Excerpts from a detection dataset
********************
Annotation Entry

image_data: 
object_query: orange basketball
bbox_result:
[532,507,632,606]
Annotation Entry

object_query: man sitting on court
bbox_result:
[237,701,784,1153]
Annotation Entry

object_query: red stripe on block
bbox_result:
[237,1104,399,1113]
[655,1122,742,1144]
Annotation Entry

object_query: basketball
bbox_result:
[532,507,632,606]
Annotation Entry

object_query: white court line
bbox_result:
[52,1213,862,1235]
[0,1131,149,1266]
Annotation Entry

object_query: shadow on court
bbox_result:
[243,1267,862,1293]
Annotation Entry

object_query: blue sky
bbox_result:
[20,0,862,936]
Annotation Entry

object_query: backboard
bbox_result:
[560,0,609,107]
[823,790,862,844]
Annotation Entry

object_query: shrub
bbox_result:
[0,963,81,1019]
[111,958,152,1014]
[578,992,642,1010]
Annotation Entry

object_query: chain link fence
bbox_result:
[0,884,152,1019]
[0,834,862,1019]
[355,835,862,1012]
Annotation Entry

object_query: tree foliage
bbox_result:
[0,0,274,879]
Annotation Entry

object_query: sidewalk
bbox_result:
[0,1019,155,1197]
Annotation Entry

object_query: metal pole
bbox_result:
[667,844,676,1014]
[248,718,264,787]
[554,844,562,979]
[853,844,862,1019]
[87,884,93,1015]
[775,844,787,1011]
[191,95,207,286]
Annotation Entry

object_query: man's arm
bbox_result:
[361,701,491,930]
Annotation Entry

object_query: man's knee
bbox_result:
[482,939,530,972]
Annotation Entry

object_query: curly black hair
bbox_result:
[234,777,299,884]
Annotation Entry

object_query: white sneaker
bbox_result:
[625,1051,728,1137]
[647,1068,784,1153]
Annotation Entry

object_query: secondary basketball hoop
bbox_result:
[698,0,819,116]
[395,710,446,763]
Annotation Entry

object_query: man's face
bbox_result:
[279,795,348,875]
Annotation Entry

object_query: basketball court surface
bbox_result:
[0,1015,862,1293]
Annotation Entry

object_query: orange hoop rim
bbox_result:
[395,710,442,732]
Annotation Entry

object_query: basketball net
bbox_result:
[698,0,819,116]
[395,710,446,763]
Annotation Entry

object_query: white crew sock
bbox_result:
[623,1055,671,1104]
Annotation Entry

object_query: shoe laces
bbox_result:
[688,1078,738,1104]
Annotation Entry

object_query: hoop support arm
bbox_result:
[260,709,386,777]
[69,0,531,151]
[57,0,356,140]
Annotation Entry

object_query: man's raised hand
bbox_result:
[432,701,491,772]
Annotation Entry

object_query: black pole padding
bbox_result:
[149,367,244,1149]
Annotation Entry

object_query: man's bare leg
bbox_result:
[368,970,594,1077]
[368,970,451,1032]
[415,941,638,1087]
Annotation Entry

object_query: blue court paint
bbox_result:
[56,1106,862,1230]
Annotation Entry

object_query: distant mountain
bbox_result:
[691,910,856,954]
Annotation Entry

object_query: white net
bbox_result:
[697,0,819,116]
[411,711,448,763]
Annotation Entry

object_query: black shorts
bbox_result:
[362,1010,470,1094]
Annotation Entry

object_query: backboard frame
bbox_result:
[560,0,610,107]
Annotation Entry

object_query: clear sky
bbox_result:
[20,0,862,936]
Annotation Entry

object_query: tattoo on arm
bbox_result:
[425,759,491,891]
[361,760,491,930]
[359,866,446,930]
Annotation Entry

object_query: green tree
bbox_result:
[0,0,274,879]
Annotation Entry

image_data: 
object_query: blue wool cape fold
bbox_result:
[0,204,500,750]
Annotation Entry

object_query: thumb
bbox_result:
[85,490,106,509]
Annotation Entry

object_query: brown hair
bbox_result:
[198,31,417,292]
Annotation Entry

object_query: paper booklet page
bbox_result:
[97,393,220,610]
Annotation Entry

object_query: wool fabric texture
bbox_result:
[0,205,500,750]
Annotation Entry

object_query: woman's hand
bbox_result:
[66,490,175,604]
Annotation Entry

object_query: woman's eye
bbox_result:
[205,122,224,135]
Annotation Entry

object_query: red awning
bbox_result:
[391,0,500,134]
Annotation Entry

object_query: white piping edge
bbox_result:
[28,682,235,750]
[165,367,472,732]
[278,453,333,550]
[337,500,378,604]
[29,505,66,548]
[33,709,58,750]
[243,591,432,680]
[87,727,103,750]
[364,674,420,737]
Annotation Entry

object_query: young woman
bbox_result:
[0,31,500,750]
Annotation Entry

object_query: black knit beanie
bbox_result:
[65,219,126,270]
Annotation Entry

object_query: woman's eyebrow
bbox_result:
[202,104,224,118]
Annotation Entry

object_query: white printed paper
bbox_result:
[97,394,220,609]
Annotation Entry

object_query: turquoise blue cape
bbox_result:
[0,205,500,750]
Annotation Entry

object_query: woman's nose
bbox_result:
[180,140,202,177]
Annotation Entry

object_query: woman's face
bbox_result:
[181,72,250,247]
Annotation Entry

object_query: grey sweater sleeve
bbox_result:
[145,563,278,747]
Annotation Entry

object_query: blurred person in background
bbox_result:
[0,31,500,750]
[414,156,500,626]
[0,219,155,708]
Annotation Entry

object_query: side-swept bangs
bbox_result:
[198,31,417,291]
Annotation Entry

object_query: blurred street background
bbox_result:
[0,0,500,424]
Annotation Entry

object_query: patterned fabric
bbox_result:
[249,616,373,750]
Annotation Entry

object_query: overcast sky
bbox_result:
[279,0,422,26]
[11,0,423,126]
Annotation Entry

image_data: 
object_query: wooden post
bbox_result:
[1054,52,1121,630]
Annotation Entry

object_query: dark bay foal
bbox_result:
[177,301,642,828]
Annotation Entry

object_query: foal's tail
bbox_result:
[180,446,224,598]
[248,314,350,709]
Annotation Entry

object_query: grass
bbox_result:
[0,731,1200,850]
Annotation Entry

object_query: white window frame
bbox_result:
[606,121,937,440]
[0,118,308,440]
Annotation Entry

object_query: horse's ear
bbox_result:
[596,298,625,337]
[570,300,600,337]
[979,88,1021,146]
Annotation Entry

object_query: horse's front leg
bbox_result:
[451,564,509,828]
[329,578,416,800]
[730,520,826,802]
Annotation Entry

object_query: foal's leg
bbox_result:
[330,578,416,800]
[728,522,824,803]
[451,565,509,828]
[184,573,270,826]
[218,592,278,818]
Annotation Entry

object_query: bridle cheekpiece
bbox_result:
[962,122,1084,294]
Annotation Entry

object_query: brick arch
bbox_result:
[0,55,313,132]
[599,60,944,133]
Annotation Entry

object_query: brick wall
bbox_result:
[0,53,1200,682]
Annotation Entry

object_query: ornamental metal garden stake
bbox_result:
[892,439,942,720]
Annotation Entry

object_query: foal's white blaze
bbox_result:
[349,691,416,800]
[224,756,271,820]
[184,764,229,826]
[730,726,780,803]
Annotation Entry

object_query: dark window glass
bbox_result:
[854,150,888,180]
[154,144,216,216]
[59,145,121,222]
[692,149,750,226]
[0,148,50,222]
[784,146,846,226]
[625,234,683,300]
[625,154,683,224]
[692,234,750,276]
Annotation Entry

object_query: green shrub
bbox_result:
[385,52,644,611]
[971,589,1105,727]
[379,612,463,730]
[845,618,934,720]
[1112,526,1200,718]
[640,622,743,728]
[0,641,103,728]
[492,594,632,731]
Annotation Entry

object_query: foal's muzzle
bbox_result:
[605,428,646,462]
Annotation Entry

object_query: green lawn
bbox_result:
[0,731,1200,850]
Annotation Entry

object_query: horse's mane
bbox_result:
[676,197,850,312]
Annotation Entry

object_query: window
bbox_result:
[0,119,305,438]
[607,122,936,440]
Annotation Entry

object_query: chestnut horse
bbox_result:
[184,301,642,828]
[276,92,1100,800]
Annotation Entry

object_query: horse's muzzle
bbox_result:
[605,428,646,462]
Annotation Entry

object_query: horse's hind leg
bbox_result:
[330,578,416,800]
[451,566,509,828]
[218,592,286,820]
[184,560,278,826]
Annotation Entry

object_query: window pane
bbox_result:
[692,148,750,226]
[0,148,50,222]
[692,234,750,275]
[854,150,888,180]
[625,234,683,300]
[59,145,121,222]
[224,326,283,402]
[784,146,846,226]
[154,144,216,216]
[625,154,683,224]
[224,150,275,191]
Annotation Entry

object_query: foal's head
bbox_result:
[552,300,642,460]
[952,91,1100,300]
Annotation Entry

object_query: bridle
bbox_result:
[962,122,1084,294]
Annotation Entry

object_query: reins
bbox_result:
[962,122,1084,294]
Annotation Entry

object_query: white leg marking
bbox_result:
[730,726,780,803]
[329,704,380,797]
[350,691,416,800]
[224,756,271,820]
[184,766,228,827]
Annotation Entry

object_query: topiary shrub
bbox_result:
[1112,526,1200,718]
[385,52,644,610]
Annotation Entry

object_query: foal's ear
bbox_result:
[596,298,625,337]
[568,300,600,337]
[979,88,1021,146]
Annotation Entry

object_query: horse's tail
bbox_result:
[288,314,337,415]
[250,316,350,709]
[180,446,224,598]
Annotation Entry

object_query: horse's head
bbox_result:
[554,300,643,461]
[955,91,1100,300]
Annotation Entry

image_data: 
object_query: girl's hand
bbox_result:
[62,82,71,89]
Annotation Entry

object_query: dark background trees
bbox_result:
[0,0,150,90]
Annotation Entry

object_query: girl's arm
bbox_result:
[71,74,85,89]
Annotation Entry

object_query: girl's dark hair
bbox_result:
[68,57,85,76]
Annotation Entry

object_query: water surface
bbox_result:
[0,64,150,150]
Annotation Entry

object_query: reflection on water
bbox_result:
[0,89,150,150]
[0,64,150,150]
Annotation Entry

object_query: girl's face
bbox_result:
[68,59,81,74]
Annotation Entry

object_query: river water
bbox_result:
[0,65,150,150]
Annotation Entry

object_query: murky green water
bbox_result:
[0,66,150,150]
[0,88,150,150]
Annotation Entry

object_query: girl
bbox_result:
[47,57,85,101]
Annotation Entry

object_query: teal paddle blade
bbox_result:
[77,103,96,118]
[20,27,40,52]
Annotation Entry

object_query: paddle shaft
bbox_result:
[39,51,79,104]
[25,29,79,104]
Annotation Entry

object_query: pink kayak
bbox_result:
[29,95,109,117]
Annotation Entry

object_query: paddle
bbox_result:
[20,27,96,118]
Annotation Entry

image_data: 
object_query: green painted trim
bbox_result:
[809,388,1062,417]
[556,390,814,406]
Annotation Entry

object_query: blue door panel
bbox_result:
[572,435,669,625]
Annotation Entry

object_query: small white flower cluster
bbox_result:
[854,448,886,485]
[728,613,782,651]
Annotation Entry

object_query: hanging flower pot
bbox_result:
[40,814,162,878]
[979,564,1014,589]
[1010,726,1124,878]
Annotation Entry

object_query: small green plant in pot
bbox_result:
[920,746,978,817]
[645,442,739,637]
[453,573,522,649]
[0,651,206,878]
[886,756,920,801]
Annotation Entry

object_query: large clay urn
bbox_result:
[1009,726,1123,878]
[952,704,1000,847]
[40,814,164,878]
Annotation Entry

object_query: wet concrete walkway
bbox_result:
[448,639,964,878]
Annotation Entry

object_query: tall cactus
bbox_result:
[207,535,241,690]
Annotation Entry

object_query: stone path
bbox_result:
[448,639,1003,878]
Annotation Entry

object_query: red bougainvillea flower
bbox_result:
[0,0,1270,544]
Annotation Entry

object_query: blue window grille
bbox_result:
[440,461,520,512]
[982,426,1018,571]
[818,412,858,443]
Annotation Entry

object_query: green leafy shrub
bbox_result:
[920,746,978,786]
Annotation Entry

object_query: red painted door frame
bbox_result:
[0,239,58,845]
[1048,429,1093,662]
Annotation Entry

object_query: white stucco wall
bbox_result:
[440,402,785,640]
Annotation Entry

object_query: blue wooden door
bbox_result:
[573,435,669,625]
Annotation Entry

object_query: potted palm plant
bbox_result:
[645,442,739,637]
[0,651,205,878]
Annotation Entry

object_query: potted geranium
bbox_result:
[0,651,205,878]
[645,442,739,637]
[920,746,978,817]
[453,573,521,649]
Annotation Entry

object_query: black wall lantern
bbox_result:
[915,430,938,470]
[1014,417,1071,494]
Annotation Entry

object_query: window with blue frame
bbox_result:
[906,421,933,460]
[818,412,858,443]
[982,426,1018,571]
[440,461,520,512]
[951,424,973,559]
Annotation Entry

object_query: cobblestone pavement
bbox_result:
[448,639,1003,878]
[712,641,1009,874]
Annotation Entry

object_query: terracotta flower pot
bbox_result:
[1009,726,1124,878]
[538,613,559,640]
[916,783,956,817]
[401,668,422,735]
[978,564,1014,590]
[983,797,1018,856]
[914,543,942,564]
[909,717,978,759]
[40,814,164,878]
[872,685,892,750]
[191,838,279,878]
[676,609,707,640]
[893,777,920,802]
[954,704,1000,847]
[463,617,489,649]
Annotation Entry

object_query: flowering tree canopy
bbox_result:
********************
> **OBJECTIVE**:
Present everything from the start of the records down to the line containing "[0,1019,155,1197]" as a numbered list, omitting blank lines.

> **COMPLETE RESPONSE**:
1. Annotation Entry
2. image_data: 
3. object_query: orange basketball
4. bbox_result:
5. [532,507,632,606]
6. Annotation Entry
7. object_query: man sitting on court
8. bbox_result:
9. [237,701,784,1153]
10. Annotation Entry
11. object_query: red stripe on block
12. bbox_result:
13. [237,1104,399,1113]
14. [655,1122,742,1144]
15. Annotation Entry
16. object_query: basketball
17. bbox_result:
18. [532,507,632,606]
19. Annotation Entry
20. object_query: white court line
21. bbox_result:
22. [52,1213,862,1235]
23. [0,1131,149,1266]
24. Annotation Entry
25. object_query: shadow on court
26. bbox_result:
27. [243,1267,862,1293]
28. Annotation Entry
29. object_query: blue sky
30. bbox_result:
31. [20,0,862,936]
32. Annotation Entry
33. object_query: backboard
34. bbox_result:
35. [560,0,609,107]
36. [823,790,862,844]
37. Annotation Entry
38. object_query: shrub
39. bbox_result:
40. [0,963,81,1019]
41. [111,958,152,1014]
42. [578,992,642,1010]
43. Annotation Entry
44. object_query: chain link fence
45. bbox_result:
46. [0,884,152,1019]
47. [0,834,862,1019]
48. [355,835,862,1012]
49. Annotation Entry
50. object_query: tree foliage
51. bbox_result:
52. [0,0,274,879]
53. Annotation Entry
54. object_query: sidewalk
55. bbox_result:
56. [0,1019,155,1197]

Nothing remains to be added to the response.